[start SOURCE DOCUMENT]

GPU access is fail-closed. The server's GPU ceiling defaults to zero, which denies the devices. When a session is launched against an environment whose `resources` include a GPU, the pod is scheduled with that GPU count and the ceiling is set to match, so each `run()` asks for the devices and the bubblewrap backend binds `/dev/nvidia*` into the sandboxed child. A sandbox launched on a non-GPU pod or with a zero ceiling, simply can't see a GPU.

## Resource sizing: don't under-cap the sandbox

The in-pod sandbox runs under a memory/CPU ceiling derived from the pod's resources (less a small reserve for sandbox-server itself). If that ceiling is too low, `import torch` fails while memory-mapping libtorch.

To avoid it, size the `SandboxEnvironment.resources` for the framework, not just the GPU. The `cpu="4", memory="16Gi"` above is a sane floor for PyTorch on a single L4. When you set `resources` on the environment (or per launch via `sb.session(resources=...)`), the sandbox ceiling is derived from that value automatically. The fallback `mem_ceiling_mb` / `cpu_ceiling_milli` kwargs apply only when no resources are given.

[end SOURCE DOCUMENT]

• _TO BE DONE_:
• a. Write out the stretch of the GPU sandbox documentation from "GPU access is" through "while memory-mapping libtorch.".
• b. Extend the GPU sandbox documentation with the passage that would follow its final sentence.

[start DATASET RECORDS]

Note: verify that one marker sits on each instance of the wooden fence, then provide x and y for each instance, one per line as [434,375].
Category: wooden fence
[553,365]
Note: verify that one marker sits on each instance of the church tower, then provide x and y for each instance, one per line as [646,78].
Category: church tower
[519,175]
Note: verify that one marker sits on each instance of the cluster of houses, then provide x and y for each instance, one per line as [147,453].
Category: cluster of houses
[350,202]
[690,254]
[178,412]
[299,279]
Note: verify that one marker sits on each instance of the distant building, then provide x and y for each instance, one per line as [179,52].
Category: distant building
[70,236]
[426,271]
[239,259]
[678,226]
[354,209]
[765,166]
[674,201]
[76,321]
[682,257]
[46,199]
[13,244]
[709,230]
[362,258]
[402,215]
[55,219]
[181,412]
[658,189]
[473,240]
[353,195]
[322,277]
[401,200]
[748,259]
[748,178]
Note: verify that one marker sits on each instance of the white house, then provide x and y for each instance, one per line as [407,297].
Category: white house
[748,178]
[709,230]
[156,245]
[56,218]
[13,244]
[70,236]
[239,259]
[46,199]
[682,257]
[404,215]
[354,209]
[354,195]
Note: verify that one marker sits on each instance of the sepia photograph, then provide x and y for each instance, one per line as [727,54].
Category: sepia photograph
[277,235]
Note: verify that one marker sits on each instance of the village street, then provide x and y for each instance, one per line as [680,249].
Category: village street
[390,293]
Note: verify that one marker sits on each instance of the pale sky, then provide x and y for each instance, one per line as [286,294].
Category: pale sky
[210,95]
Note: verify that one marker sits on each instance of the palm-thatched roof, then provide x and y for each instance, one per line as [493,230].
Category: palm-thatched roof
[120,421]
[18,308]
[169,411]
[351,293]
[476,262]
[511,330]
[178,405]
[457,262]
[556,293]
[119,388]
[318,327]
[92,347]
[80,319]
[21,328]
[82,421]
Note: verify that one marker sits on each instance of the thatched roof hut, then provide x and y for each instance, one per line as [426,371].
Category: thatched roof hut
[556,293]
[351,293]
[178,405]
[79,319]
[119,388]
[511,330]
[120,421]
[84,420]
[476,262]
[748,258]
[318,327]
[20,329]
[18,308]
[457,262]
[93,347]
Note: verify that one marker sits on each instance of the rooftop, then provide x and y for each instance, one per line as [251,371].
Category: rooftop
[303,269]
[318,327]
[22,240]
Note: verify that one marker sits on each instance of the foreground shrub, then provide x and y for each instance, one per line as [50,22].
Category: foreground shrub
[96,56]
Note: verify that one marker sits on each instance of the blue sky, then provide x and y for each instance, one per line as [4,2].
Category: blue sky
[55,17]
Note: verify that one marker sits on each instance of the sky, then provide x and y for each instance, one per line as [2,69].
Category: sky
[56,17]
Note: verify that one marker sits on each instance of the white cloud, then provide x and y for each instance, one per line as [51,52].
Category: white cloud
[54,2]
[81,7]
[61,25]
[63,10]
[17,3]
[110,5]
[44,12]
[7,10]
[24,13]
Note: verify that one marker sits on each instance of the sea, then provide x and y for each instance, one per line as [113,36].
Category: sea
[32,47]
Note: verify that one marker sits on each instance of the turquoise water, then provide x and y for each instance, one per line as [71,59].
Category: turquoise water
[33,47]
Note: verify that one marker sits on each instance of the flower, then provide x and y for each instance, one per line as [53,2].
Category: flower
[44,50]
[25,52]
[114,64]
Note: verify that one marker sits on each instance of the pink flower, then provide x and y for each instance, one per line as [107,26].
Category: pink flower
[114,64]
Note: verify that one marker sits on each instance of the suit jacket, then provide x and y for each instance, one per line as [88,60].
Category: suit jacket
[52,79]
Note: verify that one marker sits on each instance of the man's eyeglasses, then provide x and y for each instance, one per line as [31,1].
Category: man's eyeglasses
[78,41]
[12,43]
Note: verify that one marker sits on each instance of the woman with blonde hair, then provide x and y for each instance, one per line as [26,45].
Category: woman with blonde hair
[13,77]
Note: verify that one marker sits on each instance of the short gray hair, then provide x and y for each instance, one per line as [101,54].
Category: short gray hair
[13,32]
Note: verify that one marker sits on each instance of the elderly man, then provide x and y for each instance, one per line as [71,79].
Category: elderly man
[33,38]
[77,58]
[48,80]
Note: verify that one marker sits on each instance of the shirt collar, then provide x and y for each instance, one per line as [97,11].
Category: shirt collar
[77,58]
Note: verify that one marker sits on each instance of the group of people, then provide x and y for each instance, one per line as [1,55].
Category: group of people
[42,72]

[end DATASET RECORDS]
[start DATASET RECORDS]

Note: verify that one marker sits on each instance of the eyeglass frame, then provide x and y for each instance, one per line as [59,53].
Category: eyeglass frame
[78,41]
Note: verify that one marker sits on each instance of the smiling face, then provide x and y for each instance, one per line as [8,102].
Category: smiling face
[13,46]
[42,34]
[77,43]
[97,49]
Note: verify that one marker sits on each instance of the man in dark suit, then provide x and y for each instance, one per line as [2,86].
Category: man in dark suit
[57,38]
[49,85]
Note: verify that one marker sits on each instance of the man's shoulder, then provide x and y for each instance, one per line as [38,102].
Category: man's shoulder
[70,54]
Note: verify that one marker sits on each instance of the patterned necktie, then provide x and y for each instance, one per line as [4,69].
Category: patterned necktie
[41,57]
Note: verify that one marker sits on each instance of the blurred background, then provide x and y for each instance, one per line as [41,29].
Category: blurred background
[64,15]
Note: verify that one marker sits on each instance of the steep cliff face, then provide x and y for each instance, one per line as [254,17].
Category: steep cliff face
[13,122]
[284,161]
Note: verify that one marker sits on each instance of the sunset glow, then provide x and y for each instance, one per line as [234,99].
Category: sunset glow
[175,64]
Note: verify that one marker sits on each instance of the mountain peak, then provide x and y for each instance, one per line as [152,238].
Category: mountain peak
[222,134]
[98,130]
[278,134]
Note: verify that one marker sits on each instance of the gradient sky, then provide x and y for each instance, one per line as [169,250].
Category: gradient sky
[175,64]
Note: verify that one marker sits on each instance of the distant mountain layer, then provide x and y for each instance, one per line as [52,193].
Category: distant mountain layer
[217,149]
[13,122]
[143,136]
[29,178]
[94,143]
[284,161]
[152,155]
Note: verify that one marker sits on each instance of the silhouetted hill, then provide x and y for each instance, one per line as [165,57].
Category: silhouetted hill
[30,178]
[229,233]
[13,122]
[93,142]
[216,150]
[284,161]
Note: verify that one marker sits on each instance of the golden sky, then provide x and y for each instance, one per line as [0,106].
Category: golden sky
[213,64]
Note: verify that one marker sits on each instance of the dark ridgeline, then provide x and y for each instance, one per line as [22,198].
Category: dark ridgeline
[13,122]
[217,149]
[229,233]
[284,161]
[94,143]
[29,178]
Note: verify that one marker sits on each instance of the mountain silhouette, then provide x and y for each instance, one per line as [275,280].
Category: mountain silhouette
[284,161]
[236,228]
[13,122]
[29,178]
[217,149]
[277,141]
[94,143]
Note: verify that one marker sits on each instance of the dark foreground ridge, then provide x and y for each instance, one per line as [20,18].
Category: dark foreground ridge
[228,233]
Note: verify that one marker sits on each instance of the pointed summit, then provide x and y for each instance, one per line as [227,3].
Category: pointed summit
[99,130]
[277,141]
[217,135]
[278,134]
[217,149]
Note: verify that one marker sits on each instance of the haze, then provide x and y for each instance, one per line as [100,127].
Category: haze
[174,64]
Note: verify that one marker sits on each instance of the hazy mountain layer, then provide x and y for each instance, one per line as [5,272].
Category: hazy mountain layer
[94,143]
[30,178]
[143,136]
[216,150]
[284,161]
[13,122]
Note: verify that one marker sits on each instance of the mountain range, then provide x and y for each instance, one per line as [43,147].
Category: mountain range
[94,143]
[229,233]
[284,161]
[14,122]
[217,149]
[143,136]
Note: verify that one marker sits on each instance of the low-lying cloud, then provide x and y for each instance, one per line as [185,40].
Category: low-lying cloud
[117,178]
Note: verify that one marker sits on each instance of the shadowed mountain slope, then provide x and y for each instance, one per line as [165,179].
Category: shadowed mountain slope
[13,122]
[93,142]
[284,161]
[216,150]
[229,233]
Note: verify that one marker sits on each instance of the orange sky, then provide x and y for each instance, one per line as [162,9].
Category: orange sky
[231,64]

[end DATASET RECORDS]

• _EXPECTED RESULTS_:
• a.
GPU access is fail-closed. The server's GPU ceiling defaults to zero, which denies the devices. When a session is launched against an environment whose `resources` include a GPU, the pod is scheduled with that GPU count and the ceiling is set to match, so each `run()` asks for the devices and the bubblewrap backend binds `/dev/nvidia*` into the sandboxed child. A sandbox launched on a non-GPU pod or with a zero ceiling, simply can't see a GPU.

## Resource sizing: don't under-cap the sandbox

The in-pod sandbox runs under a memory/CPU ceiling derived from the pod's resources (less a small reserve for sandbox-server itself). If that ceiling is too low, `import torch` fails while memory-mapping libtorch.

• b.
> [!NOTE] GPU type and count
> The `gpu="L4:1"` form selects the accelerator class and count via `flyte.Resources`. Use whatever GPU classes your cluster offers; the sandbox machinery is agnostic to the specific device.

## On-device GPU

Running a GPU workload on-device (in the calling task's own pod, no sandbox-server) works under the same constraint: `backend="bubblewrap"` on a pod that has a GPU and the bubblewrap prerequisites (`CAP_SYS_ADMIN` + unconfined AppArmor via `flyte.PodTemplate.allow_nested_sandboxing()`). The on-device sandbox runs `script_type="python"` against the current interpreter, so the GPU framework just needs to be importable from the task's own venv.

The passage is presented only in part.